Start of SUPPLIED INFORMATION

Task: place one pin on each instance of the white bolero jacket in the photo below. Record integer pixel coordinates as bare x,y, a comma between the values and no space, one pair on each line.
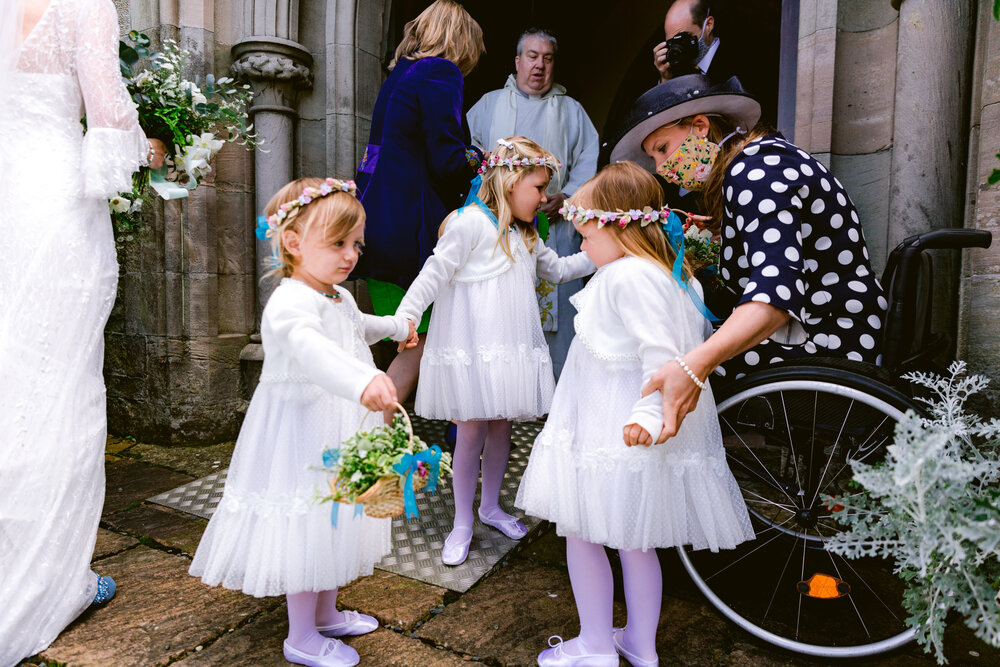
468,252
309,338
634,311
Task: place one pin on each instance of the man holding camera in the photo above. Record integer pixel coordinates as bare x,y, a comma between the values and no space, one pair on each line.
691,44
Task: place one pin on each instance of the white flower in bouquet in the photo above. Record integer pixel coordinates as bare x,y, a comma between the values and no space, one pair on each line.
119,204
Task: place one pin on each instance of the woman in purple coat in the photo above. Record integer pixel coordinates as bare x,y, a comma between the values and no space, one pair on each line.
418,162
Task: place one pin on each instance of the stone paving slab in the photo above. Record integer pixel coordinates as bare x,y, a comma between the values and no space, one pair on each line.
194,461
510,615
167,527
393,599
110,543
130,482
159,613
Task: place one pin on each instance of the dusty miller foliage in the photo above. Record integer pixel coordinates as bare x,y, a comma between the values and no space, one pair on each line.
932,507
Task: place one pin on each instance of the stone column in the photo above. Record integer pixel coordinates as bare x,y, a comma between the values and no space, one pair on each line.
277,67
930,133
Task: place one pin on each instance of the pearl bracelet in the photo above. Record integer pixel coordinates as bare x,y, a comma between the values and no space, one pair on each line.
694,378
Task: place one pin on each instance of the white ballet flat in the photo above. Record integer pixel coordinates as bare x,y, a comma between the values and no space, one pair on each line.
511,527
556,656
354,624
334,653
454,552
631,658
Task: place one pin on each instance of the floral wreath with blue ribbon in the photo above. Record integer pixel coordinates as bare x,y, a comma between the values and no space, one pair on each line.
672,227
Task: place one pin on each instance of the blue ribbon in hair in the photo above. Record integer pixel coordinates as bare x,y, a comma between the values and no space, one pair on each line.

End of SUPPLIED INFORMATION
Start of SUPPLIED INFORMATION

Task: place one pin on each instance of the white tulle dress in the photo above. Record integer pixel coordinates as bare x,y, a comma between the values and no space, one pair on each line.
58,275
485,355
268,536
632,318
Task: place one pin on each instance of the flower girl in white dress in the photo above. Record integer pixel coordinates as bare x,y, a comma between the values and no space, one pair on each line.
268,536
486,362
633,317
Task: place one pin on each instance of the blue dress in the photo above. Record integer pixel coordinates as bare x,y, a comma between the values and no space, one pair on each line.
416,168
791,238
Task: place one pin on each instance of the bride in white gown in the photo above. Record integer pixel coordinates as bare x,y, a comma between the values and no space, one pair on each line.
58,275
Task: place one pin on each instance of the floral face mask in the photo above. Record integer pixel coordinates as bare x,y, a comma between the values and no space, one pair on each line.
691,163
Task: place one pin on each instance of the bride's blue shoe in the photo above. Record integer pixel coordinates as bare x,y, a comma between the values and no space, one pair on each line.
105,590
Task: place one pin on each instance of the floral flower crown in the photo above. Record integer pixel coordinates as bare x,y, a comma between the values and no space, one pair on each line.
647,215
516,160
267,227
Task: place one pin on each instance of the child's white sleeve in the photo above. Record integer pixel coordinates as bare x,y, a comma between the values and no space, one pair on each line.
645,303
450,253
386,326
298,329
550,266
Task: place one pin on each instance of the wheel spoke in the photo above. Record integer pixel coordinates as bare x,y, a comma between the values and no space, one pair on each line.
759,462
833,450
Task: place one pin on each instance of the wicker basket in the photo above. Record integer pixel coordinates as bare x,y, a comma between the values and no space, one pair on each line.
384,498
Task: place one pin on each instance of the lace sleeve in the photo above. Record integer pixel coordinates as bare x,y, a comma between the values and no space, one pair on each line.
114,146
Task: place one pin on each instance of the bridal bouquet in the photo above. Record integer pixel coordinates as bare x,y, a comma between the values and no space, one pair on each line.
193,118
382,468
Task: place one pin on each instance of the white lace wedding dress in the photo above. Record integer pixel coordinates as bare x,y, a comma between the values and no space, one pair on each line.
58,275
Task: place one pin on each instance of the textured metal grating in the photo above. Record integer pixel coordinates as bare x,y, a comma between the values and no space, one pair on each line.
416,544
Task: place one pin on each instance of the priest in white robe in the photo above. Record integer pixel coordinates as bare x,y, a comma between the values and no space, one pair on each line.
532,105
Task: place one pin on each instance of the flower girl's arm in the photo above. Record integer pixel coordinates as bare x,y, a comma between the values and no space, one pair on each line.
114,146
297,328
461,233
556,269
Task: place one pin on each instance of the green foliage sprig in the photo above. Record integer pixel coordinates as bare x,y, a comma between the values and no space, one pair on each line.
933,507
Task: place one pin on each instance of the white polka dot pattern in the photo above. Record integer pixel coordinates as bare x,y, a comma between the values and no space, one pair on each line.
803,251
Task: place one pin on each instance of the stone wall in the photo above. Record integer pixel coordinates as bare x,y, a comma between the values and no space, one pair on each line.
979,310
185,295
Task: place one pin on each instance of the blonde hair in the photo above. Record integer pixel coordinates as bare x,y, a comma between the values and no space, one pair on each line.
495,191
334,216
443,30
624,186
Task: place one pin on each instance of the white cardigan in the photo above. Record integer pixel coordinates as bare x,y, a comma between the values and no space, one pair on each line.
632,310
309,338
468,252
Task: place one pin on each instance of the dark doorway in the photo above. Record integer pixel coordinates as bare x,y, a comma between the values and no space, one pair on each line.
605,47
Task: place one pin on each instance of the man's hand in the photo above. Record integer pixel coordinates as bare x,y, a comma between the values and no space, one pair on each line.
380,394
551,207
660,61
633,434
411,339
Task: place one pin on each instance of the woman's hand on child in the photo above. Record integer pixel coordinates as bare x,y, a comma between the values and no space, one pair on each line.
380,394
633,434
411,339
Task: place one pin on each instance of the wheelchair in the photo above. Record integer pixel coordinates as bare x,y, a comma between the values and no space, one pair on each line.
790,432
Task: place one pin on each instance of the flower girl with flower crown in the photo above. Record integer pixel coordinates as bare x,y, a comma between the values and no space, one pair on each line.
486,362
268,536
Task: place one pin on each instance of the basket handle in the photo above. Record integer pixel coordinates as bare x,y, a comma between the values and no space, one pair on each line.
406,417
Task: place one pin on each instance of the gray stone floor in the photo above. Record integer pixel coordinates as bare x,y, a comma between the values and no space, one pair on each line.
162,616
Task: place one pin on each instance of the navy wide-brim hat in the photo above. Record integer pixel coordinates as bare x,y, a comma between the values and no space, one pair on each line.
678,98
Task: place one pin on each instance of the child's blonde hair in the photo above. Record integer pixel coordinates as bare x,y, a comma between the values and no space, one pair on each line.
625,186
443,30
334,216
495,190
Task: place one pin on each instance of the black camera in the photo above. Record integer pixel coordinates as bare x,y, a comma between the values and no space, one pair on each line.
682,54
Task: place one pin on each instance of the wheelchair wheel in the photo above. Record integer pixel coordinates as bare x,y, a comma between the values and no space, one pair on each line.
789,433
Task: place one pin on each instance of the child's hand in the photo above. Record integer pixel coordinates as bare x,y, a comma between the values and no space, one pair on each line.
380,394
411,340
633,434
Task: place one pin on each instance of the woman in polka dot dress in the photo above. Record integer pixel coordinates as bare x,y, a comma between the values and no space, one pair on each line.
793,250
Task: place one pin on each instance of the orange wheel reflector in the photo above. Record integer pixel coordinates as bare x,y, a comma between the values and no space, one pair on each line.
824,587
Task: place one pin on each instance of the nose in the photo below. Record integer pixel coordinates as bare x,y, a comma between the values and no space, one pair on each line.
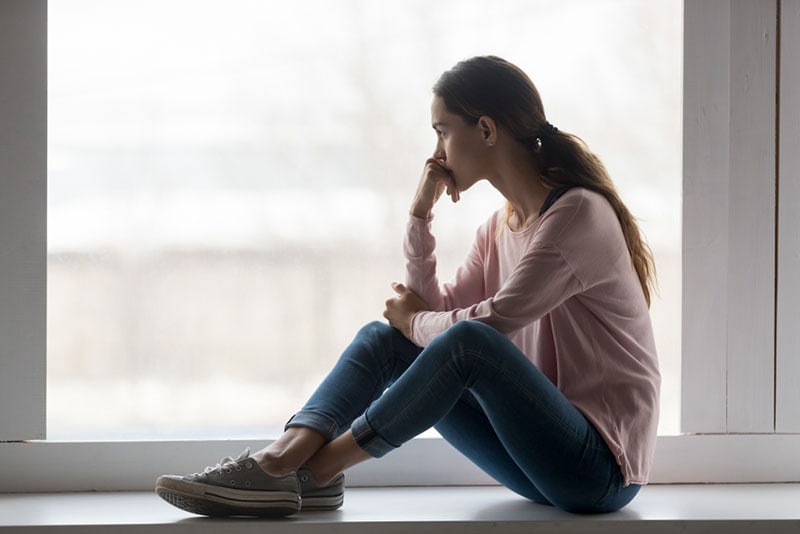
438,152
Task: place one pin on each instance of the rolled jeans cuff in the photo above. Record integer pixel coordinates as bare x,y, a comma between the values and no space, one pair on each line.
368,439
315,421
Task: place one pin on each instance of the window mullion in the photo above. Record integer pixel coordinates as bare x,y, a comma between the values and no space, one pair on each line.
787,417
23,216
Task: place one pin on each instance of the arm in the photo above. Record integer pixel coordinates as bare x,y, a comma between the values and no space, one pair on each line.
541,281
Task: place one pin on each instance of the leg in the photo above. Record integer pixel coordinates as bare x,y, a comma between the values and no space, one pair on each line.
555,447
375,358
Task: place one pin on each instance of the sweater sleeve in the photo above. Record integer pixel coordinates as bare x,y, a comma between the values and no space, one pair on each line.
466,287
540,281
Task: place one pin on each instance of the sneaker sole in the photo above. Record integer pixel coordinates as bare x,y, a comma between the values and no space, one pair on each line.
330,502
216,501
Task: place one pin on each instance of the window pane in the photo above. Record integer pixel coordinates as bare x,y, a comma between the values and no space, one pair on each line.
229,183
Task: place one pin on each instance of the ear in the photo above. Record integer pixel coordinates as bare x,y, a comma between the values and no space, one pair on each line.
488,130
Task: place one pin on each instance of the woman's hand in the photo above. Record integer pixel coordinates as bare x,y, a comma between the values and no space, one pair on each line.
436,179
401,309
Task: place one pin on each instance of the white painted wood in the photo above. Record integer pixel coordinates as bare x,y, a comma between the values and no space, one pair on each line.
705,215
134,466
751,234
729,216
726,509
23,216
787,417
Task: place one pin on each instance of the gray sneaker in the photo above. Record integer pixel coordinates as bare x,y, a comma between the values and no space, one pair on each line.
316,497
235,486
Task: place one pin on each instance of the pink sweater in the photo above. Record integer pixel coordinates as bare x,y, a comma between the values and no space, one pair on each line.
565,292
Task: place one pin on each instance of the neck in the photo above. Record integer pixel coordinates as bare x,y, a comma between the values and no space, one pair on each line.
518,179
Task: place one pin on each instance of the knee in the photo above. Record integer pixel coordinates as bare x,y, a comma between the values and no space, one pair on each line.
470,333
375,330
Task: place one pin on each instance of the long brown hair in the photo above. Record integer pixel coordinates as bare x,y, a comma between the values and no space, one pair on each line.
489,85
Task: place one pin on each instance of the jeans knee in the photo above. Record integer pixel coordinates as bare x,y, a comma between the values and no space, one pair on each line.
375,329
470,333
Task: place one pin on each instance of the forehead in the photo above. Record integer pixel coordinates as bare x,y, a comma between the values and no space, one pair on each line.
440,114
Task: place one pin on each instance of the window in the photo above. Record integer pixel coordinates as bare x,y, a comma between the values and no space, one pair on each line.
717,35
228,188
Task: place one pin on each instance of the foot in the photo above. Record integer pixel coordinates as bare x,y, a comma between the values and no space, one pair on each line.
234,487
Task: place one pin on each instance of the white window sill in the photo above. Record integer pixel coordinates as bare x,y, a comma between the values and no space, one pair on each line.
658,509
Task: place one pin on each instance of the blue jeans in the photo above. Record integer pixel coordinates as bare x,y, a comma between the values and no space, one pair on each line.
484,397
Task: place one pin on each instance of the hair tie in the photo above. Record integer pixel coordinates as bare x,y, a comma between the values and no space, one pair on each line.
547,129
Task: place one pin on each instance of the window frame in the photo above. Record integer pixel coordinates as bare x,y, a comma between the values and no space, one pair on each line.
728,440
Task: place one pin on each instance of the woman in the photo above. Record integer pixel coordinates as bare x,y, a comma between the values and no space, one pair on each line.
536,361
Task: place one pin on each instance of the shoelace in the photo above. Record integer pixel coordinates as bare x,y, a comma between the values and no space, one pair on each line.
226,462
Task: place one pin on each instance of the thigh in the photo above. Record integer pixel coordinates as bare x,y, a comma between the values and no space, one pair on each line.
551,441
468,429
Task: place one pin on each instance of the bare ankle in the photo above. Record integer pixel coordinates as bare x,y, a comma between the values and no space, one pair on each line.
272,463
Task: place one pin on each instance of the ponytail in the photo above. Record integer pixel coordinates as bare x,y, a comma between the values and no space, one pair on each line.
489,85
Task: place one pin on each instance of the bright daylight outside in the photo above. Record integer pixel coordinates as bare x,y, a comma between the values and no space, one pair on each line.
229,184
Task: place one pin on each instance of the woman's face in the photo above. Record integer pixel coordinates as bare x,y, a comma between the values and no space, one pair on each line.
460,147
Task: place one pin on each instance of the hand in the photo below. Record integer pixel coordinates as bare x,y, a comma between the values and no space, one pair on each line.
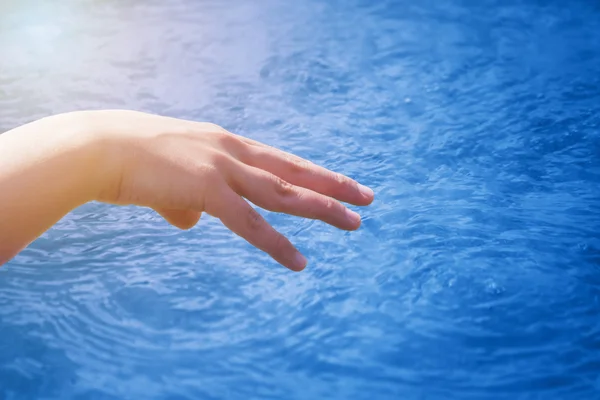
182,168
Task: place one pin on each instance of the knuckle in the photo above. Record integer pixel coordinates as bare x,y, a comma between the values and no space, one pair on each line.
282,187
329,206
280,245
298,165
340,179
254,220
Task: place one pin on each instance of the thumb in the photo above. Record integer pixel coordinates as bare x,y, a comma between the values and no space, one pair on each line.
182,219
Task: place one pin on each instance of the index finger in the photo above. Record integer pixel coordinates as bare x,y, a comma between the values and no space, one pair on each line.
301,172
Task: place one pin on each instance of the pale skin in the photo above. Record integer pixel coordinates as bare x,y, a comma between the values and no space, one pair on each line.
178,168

End of SUPPLIED INFORMATION

=== DIRECTIONS ===
Take the records above and return, word for word, only the lines that fall from the line with "Task: place one pin on each instance of the stone column" to the line with "Task: place one pin on each instance of the blue ribbon", both of them included.

=== RESPONSE FOR THIS EXERCISE ===
Task: place one pin on each instance of the stone column in the photo above. Record integer pixel coordinates as bare x,y, a comma between the values and no space, one pair on each line.
277,67
930,133
Task: place one pin on each instance of the pearl bracelet in the photo above. Record integer pixel coordinates as bare x,y, a comma between the values and no space, one pair on each line.
694,378
Task: place one pin on each instance of the white ballet flat in the photo above. Record integer pixel coordinates as bare x,y, a comma between the values and no space, one pair on each line.
511,527
556,656
354,624
334,653
454,552
631,658
Task: place one pin on each instance of the floral wreath with blue ribbon in the photo above. Record integer pixel coordinates as bare x,y, a comma between the values and no space, one pair on each line.
672,227
Task: place one pin on each instance of the blue ribbon in hair in the photo above. Record integer pixel coordinates as bare x,y, a comma between the values and no space, one pair on each line.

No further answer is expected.